Pois bem: cinco anos depois, em
2004, a dívida pública caiu, como
proporção do PIB, pela primeira
vez em dez anos, e a dimensão da
queda superou as expectativas
mais otimistas. A economia segue
aquecida, e não há turbulências
externas à vista. Dificilmente um
momento seria tão propício para
"a virada". E, no entanto, os juros
estão prestes a completar uma
inédita seqüência de seis meses de
alta, o que pode comprometer o
crescimento e a própria redução
da dívida; a carga de impostos segue aumentando; o governo prepara mais um corte nos investimentos públicos.
Os críticos do atual modelo econômico apontam que o aparente
paradoxo é explicado pelo excesso de ortodoxia aplicado nos governos FHC e Lula. Por esse raciocínio, metas irrealistas para a inflação e as contas públicas acabam levando a políticas monetária e fiscal incompatíveis entre si.
Para os seus defensores, o sucesso do modelo é uma questão de
perseverança: mesmo que haja reveses ocasionais, como uma bolha inflacionária ou uma crise internacional, o esforço acabará
dando resultados, ainda que estes
demorem -e 2004 seria uma
prova disso.
Mas, mesmo sob a ótica ortodoxa, há uma série de dúvidas a respeito da solidez dos bons números obtidos no ano passado.

O que se pede ::
(a) Reescreva de forma mais breve o parágrafo do texto sobre a dívida pública que começa com "Os críticos do atual modelo econômico", mantendo seus fatos principais.
(b) Liste os três fatos que o texto sobre a dívida pública apresenta logo depois das palavras "E, no entanto".
(c) Dê continuidade ao texto sobre a dívida pública a partir da última frase apresentada.

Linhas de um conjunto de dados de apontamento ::

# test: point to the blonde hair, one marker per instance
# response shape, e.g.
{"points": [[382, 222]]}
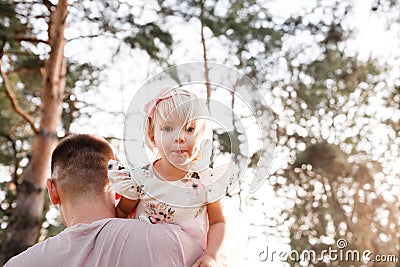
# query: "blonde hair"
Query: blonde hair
{"points": [[184, 106]]}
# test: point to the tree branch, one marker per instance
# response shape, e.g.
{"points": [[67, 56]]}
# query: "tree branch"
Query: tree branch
{"points": [[203, 41], [14, 101]]}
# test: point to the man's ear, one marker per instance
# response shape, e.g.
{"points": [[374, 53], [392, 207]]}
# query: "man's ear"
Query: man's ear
{"points": [[53, 193]]}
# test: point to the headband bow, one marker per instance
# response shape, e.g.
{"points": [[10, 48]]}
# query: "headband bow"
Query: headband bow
{"points": [[150, 107]]}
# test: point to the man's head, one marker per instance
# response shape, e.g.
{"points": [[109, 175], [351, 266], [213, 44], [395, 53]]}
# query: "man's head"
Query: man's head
{"points": [[79, 166]]}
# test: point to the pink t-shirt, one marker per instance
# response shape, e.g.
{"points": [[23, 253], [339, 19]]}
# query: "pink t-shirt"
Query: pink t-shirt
{"points": [[113, 242]]}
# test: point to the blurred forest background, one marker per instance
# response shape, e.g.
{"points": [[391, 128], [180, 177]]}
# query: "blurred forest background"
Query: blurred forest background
{"points": [[66, 66]]}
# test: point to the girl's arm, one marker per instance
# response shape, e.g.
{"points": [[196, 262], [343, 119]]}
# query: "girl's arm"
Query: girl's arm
{"points": [[215, 237], [125, 207]]}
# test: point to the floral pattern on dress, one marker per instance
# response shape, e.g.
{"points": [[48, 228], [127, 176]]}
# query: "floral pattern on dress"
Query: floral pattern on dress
{"points": [[159, 212]]}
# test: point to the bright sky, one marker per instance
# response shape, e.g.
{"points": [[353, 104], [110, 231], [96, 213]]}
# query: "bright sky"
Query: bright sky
{"points": [[131, 69]]}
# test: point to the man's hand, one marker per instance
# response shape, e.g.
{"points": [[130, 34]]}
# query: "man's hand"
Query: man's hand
{"points": [[205, 261]]}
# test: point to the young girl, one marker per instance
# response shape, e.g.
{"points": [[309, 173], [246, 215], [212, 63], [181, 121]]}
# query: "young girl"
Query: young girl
{"points": [[178, 187]]}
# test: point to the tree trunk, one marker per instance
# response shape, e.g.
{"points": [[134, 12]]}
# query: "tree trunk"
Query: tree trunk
{"points": [[26, 219]]}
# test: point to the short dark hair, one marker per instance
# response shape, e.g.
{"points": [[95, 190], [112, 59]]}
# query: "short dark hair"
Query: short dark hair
{"points": [[79, 164]]}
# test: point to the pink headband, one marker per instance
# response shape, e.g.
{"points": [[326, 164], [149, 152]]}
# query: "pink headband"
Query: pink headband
{"points": [[150, 107]]}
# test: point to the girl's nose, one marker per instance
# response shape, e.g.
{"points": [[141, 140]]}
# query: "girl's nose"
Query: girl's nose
{"points": [[179, 138]]}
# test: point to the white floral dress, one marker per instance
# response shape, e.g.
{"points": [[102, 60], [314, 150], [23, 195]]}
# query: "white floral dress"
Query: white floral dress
{"points": [[181, 202]]}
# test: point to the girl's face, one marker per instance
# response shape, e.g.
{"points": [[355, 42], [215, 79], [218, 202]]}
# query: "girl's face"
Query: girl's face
{"points": [[176, 141]]}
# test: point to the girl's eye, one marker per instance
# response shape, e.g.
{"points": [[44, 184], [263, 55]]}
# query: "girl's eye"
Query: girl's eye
{"points": [[190, 129], [167, 128]]}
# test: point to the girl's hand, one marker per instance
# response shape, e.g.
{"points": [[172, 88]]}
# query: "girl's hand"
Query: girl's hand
{"points": [[205, 261]]}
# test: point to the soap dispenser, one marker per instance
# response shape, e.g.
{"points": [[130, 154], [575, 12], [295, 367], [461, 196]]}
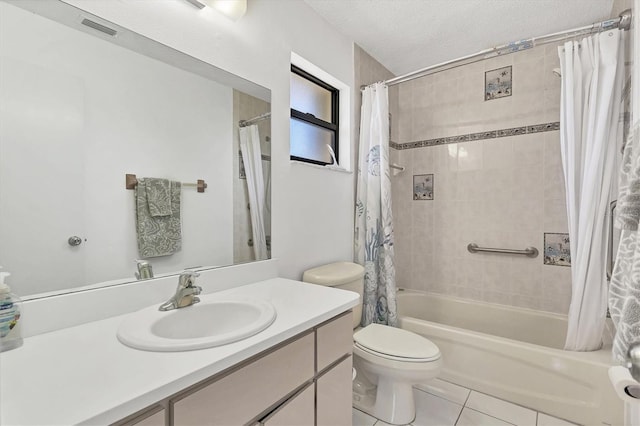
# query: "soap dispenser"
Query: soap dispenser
{"points": [[10, 335]]}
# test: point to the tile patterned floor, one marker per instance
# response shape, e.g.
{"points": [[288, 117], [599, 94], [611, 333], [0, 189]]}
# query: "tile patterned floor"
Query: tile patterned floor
{"points": [[442, 403]]}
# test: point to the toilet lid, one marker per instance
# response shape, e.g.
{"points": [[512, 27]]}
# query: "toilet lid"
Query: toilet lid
{"points": [[396, 343]]}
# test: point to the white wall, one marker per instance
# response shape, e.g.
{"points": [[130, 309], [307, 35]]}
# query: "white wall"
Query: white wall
{"points": [[78, 114], [312, 208]]}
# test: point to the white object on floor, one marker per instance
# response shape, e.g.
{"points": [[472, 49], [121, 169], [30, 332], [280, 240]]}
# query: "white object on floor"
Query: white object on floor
{"points": [[504, 410], [389, 360], [471, 417], [446, 390], [545, 420]]}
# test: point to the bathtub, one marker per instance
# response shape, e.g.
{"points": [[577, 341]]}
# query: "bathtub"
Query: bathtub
{"points": [[514, 354]]}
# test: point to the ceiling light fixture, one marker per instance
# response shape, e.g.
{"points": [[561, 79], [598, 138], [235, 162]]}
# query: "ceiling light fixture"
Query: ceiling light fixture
{"points": [[233, 9]]}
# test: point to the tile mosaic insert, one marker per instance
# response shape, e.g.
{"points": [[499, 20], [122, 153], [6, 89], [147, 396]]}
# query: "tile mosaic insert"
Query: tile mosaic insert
{"points": [[497, 83], [423, 187], [491, 134], [556, 249]]}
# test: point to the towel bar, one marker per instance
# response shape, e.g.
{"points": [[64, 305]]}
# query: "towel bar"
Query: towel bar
{"points": [[529, 251], [131, 181]]}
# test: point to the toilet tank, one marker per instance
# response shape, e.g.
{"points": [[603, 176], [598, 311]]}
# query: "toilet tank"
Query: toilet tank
{"points": [[342, 275]]}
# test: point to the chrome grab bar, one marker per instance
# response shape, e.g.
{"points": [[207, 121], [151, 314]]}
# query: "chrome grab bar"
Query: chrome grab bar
{"points": [[529, 251]]}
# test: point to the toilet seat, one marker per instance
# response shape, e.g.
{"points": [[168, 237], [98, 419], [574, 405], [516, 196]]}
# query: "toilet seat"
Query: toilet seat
{"points": [[395, 344]]}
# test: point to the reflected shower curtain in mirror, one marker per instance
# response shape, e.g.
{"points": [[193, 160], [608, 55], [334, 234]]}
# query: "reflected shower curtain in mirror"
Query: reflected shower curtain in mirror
{"points": [[624, 293], [252, 160], [590, 106], [373, 227]]}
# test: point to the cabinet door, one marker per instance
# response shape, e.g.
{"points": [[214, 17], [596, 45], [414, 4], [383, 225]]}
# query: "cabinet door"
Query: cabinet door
{"points": [[243, 395], [297, 411], [333, 394], [335, 339]]}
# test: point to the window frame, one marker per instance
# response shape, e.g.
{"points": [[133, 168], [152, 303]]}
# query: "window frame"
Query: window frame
{"points": [[309, 118]]}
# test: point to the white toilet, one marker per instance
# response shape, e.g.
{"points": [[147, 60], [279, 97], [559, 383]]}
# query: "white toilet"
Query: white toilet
{"points": [[388, 360]]}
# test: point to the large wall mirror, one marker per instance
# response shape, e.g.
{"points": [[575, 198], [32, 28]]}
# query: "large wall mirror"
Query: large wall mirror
{"points": [[83, 103]]}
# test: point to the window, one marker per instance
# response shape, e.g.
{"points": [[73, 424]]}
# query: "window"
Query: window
{"points": [[314, 118]]}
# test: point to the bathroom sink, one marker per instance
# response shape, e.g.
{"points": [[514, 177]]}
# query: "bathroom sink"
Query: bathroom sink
{"points": [[203, 325]]}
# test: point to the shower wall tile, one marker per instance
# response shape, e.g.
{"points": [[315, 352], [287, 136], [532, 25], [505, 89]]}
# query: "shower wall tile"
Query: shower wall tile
{"points": [[495, 188]]}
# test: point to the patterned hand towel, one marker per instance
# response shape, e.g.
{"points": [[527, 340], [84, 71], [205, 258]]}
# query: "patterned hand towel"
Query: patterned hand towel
{"points": [[158, 235], [158, 196]]}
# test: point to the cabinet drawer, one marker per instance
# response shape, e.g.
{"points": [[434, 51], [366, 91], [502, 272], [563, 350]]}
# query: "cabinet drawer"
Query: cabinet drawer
{"points": [[152, 417], [299, 410], [333, 395], [334, 339], [244, 394]]}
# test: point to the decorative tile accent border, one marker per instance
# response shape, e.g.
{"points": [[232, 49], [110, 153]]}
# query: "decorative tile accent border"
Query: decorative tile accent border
{"points": [[492, 134]]}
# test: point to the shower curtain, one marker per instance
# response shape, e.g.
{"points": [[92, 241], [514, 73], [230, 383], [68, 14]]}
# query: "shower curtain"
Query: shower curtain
{"points": [[590, 107], [624, 292], [373, 227], [252, 160]]}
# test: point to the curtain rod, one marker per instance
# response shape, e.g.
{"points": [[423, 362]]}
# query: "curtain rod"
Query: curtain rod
{"points": [[245, 123], [623, 22]]}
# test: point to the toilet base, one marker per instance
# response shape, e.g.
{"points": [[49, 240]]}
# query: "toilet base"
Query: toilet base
{"points": [[390, 401]]}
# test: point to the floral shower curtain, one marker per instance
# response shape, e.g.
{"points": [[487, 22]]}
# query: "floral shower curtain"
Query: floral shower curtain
{"points": [[590, 106], [373, 227]]}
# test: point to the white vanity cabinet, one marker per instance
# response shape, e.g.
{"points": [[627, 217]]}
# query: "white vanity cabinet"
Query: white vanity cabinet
{"points": [[303, 381], [240, 396]]}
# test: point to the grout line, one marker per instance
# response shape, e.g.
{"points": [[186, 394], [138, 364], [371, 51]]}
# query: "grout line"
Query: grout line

Respostas das tarefas ::
(a) Para os críticos do modelo econômico, o aparente paradoxo vem do excesso de ortodoxia nos governos FHC e Lula. Metas irrealistas para a inflação e para as contas públicas levam a políticas monetária e fiscal incompatíveis entre si.

(b)
- Os juros estão prestes a completar uma inédita sequência de seis meses de alta.
- A carga de impostos segue aumentando.
- O governo prepara mais um corte nos investimentos públicos.

(c)
Ao contrário do que recomenda
a cartilha liberal, o ajuste fiscal
brasileiro foi e continua sendo feito à base de aumento de receitas, e
não de redução de despesas permanentes. Os gastos do governo
federal, excluindo juros, passaram de R$ 259 bilhões, em 2003,
para R$ 306 bilhões, em 2004.
As despesas com pessoal tiveram aumento de 12,4% -e o governo Lula interrompeu, pela primeira vez desde os anos 90, o processo de redução da quantidade
de funcionários públicos: só entre
os civis do Executivo, o número
passou de 456,7 mil para 497 mil
em setembro. Os gastos com custeio subiram ainda mais, na casa
dos 25%. O déficit da Previdência
subiu 14% acima da inflação.
Como tais despesas crescem a
cada ano, resta ao governo elevar
a carga tributária e sacrificar os
investimentos, o que dificulta o
crescimento. Sem crescimento, a
relação dívida/PIB não é reduzida, porque os superávits primários, mesmo recordes, são insuficientes para cobrir as despesas
com juros. Resultados como os de
2004, portanto, continuarão dependendo da rara combinação de
situação externa favorável, juros
em queda, câmbio estável e sorte.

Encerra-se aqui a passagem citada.